:: PASSAGE PROVIDED ::

■ ■ ■ ■ ■ ■ ■

To summarize, chloroplasts “capture” sunlight energy in two ways. Light ‘‘excites’’ electrons in pigment molecules, and light provides the energy to split water molecules, providing more electrons as well as hydrogen ions.
Light Energy to Chemical Energy
Excited electrons that have absorbed light energy are unstable. However, the highly organized electron carrier molecules embedded in chloroplast membranes order the flow of these electrons, directing them through electron transport chains (ETCs). At each transfer, small amounts of energy released by the electrons are captured and put to work or stored. Some is also lost as heat with each transfer, but overall the light reactions are extremely efficient at capturing light energy and transforming it into chemical energy.
Two sequential transport chains harvest the energy of excited electrons, as shown in Figure below.
(1) First, they pass down an ETC, which captures their energy and uses it to pump hydrogen ions by active transport into the thylakoids. These concentrated ions store potential energy by forming a chemiosmotic or electrochemical gradient – a higher concentration of both positive charge and hydrogen inside the thylakoid than outside. (The gradient formed by the H+ ions is known as a chemiosmotic gradient.) Picture this energy buildup of H+ as a dam holding back a waterfall. Like water flowing through a hole in the dam, hydrogen ions “slide down” their concentration gradient through a membrane protein which acts as both ion channel and enzyme. As they flow, the ion channel/enzyme ATP synthase uses their energy to chemically bond a phosphate group to ADP, making ATP.

■ ■ ■ ■ ■ ■ ■

:: WHAT YOU NEED TO DO ::
1: From the chloroplast passage, copy the words starting at "To summarize, chloroplasts" and ending at "into chemical energy.".
2: Keep writing the passage on how chloroplasts turn light energy into chemical energy, picking up right after its last sentence.

■ ■ ■ ■ ■ ■ ■

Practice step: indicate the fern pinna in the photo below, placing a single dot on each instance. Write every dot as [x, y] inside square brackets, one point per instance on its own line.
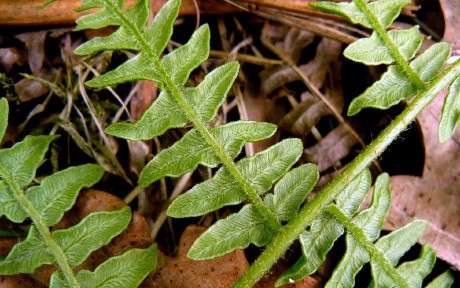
[45, 205]
[277, 219]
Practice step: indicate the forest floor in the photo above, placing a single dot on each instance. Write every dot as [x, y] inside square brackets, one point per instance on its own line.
[281, 54]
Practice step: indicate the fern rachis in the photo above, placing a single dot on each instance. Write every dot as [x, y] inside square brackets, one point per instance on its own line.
[337, 203]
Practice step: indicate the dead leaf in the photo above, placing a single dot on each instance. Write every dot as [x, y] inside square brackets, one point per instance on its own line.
[451, 12]
[327, 53]
[183, 272]
[137, 235]
[436, 195]
[10, 56]
[331, 149]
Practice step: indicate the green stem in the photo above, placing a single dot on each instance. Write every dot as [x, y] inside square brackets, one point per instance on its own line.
[33, 213]
[382, 33]
[191, 113]
[361, 237]
[288, 233]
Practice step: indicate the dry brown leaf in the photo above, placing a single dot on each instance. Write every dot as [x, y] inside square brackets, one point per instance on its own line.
[451, 12]
[327, 53]
[331, 149]
[10, 56]
[436, 195]
[183, 272]
[137, 235]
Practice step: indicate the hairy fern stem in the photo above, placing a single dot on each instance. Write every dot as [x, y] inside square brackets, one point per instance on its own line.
[359, 235]
[40, 225]
[226, 159]
[383, 35]
[288, 233]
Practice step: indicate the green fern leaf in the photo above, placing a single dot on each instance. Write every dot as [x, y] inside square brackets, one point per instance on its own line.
[157, 36]
[236, 231]
[132, 70]
[181, 61]
[177, 160]
[57, 193]
[445, 280]
[23, 159]
[395, 86]
[27, 255]
[290, 192]
[372, 51]
[3, 117]
[93, 232]
[262, 170]
[160, 31]
[319, 238]
[386, 11]
[371, 221]
[178, 64]
[127, 271]
[415, 271]
[209, 95]
[121, 39]
[450, 112]
[393, 246]
[9, 206]
[165, 114]
[98, 19]
[162, 115]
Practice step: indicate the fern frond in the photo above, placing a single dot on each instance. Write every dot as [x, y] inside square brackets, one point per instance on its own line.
[261, 170]
[45, 204]
[331, 212]
[177, 160]
[450, 112]
[319, 238]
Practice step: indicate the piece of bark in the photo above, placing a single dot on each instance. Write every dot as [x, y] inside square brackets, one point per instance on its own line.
[62, 12]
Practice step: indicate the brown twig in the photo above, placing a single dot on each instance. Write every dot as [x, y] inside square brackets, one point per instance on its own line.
[315, 91]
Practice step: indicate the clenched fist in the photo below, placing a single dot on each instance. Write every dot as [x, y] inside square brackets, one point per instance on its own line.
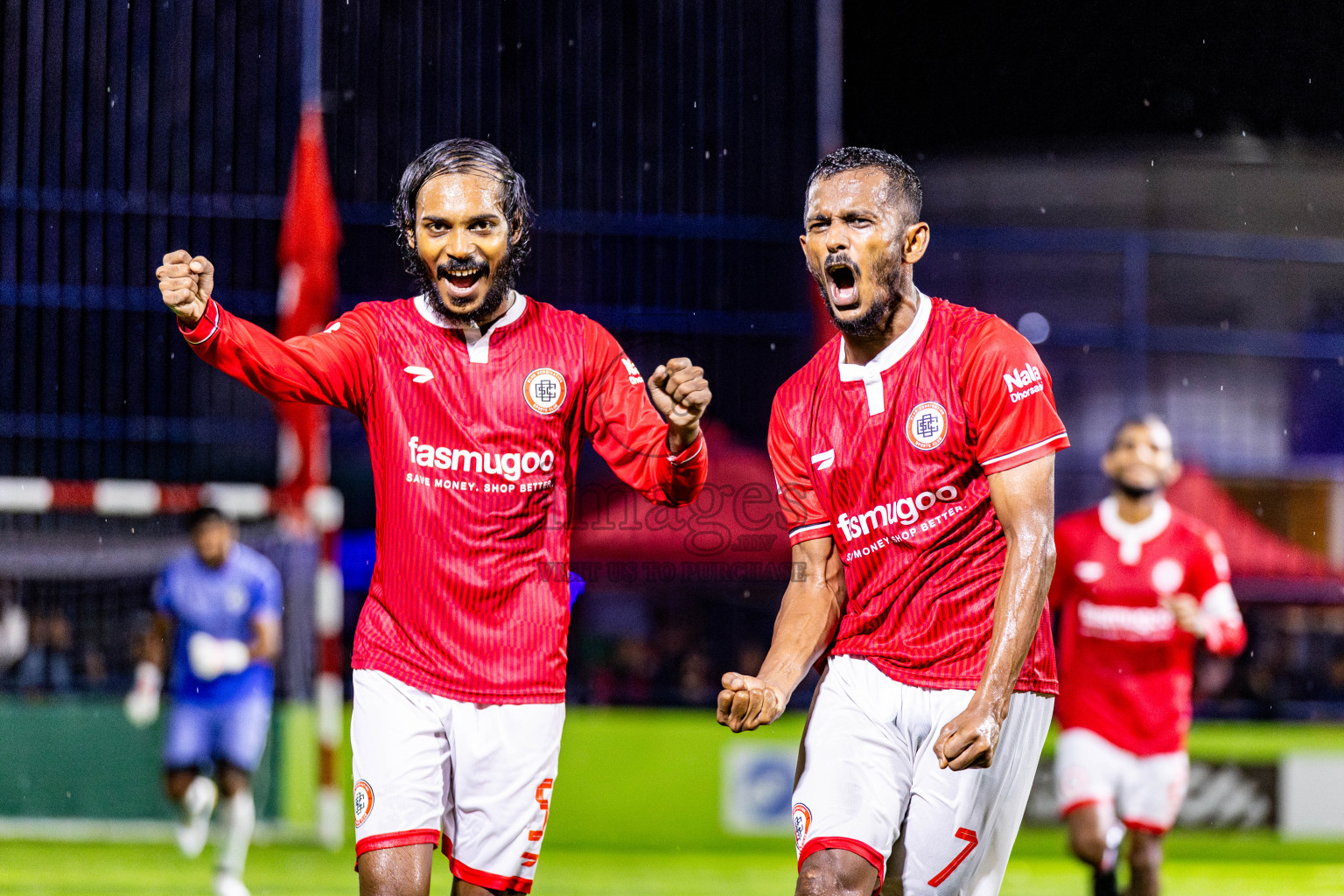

■ ■ ■ ■ ■ ■ ■

:: RESULTS ::
1:
To summarize, chloroplasts “capture” sunlight energy in two ways. Light ‘‘excites’’ electrons in pigment molecules, and light provides the energy to split water molecules, providing more electrons as well as hydrogen ions.
Light Energy to Chemical Energy
Excited electrons that have absorbed light energy are unstable. However, the highly organized electron carrier molecules embedded in chloroplast membranes order the flow of these electrons, directing them through electron transport chains (ETCs). At each transfer, small amounts of energy released by the electrons are captured and put to work or stored. Some is also lost as heat with each transfer, but overall the light reactions are extremely efficient at capturing light energy and transforming it into chemical energy.

2:
(2) Light re-energizes the electrons, and they travel down a second electron transport chain (ETC), eventually bonding hydrogen ions to NADP+ to form a more stable energy storage molecule, NADPH. NADPH is sometimes called “hot hydrogen,” and its energy and hydrogen atoms will be used to help build sugar in the second stage of photosynthesis.
Membrane architecture: The large colored carrier molecules form electron transport chains which capture small amounts of energy from excited electrons in order to store it in ATP and NADPH. Follow the energy pathways: light → electrons → NADPH (blue line) and light → electrons → concentrated H+ → ATP (red line). Note the intricate organization of the chloroplast.
NADPH and ATP molecules now store the energy from excited electrons – energy which was originally sunlight – in chemical bonds. Thus chloroplasts, with their orderly arrangement of pigments, enzymes, and electron transport chains, transform light energy into chemical energy. The first stage of photosynthesis – light-dependent reactions or simply light reactions – is complete.
For a detailed discussion of photosynthesis, at the video below(https://www.youtube.com/watch?v=gXCEbuqC4SQ):
- The light reactions capture energy from sunlight, which they change to chemical energy that is stored in molecules of NADPH and ATP.
- The light reactions also release oxygen gas as a waste product.
Use this resource to answer the questions that follow.
- Photosynthesis at http://johnkyrk.com/photosynthesis.html.
- How long does it take solar photons of light to reach Earth?
- What happens when chlorophyll is struck by sunlight?
- What is the immediate fate of the energy absorbed by chlorophyll?
- What is a by-product of the light reactions?
- Summarize what happens during the light reactions of photosynthesis.
- What is the chemiosmotic gradient?
- Explain the role of the first electron transport chain in the formation of ATP during the light reactions of photosynthesis.